What is expected -
Please report every line in the listing below that contains the word "window", copying each such line in full.

+ + +

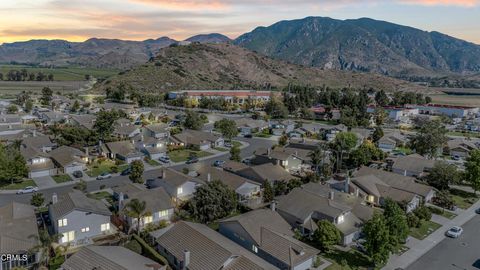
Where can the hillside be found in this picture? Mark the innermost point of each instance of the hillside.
(225, 66)
(364, 45)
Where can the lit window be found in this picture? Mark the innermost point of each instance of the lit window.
(147, 219)
(62, 222)
(105, 227)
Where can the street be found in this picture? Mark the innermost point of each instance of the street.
(254, 143)
(454, 254)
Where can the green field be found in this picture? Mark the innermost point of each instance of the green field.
(62, 74)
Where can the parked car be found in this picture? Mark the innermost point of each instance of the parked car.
(28, 189)
(218, 163)
(77, 174)
(164, 159)
(192, 160)
(104, 175)
(454, 232)
(127, 171)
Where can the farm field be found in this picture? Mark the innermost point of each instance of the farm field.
(62, 74)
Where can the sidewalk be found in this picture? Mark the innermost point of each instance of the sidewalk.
(419, 248)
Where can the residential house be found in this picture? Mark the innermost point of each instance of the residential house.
(122, 150)
(79, 219)
(248, 192)
(461, 147)
(412, 165)
(202, 140)
(158, 204)
(68, 159)
(18, 236)
(108, 257)
(194, 246)
(266, 234)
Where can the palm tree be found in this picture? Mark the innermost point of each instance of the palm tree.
(138, 210)
(45, 242)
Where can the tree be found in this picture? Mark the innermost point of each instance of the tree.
(47, 94)
(430, 138)
(326, 235)
(212, 201)
(37, 199)
(472, 170)
(235, 153)
(443, 174)
(138, 210)
(227, 127)
(193, 120)
(136, 171)
(267, 192)
(396, 222)
(377, 239)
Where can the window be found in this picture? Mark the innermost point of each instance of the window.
(62, 222)
(147, 219)
(163, 213)
(105, 227)
(68, 236)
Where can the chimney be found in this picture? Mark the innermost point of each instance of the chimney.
(273, 206)
(186, 259)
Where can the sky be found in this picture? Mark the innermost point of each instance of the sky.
(78, 20)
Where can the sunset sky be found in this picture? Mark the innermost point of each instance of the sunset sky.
(78, 20)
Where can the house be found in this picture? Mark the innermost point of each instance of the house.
(157, 131)
(84, 120)
(302, 208)
(69, 159)
(248, 192)
(194, 246)
(265, 172)
(266, 234)
(400, 182)
(18, 236)
(178, 185)
(202, 140)
(158, 204)
(412, 165)
(108, 257)
(79, 219)
(123, 150)
(390, 141)
(461, 147)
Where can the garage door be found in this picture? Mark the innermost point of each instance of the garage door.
(39, 174)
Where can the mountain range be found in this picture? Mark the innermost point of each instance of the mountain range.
(357, 45)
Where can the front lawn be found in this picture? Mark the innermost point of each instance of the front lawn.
(62, 178)
(425, 229)
(23, 184)
(184, 154)
(463, 199)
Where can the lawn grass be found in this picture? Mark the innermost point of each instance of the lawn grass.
(425, 229)
(23, 184)
(62, 178)
(463, 199)
(184, 154)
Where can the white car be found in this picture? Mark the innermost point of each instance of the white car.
(454, 232)
(27, 190)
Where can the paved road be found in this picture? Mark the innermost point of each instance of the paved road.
(254, 143)
(454, 254)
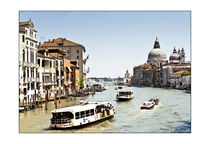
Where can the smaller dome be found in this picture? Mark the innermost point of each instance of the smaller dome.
(174, 55)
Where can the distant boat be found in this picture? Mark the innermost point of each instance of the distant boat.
(187, 91)
(124, 95)
(155, 100)
(21, 109)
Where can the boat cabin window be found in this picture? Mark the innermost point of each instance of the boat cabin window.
(63, 115)
(92, 112)
(82, 114)
(77, 115)
(87, 113)
(125, 93)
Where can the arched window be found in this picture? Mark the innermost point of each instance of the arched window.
(23, 55)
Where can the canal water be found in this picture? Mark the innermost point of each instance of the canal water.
(173, 114)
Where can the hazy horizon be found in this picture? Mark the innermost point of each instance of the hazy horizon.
(115, 41)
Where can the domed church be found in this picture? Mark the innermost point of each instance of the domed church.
(177, 57)
(156, 56)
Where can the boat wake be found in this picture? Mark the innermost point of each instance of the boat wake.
(152, 110)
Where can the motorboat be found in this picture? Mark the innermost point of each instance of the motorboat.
(155, 100)
(81, 115)
(148, 105)
(124, 95)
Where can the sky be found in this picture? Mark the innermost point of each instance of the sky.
(114, 40)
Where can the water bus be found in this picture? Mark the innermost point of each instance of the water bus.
(148, 105)
(124, 95)
(155, 100)
(80, 115)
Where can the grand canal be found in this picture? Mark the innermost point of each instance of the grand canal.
(173, 114)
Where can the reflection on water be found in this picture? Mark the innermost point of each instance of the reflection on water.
(171, 115)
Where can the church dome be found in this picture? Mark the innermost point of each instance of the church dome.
(174, 55)
(156, 54)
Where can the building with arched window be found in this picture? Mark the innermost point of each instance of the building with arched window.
(28, 67)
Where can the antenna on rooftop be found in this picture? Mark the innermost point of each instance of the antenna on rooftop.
(41, 38)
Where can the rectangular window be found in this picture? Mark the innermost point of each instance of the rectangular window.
(92, 112)
(43, 63)
(82, 114)
(87, 113)
(77, 115)
(32, 57)
(39, 62)
(23, 38)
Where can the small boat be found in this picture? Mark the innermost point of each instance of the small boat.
(124, 95)
(187, 91)
(148, 105)
(21, 109)
(155, 100)
(81, 115)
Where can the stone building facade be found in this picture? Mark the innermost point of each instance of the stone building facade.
(171, 68)
(50, 75)
(127, 78)
(74, 75)
(74, 51)
(28, 67)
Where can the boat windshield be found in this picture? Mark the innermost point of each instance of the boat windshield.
(62, 115)
(125, 93)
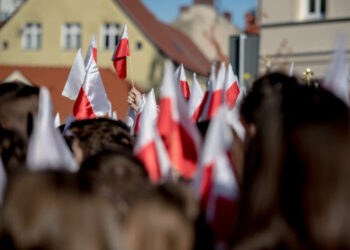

+ + +

Solution to the exercise -
Where can the lit window be found in this picture? Mark the innermost point of each instance of the lit window.
Where can the window be found in this picture? Mark the innermost point of each instance of the window.
Where can the boat cabin window be found in this picture? Mark the innermost point of each instance of the boat cabin window.
Where can the arched window be found in this picture? Mark the innermost point of each instance of the arched window.
Where can the building with arched window be found in this picture? Mark the innermost point of each instance of the building with arched window.
Where can the rectangular window be found in this picture? Mark the innermost point of each instance of the rectangular window.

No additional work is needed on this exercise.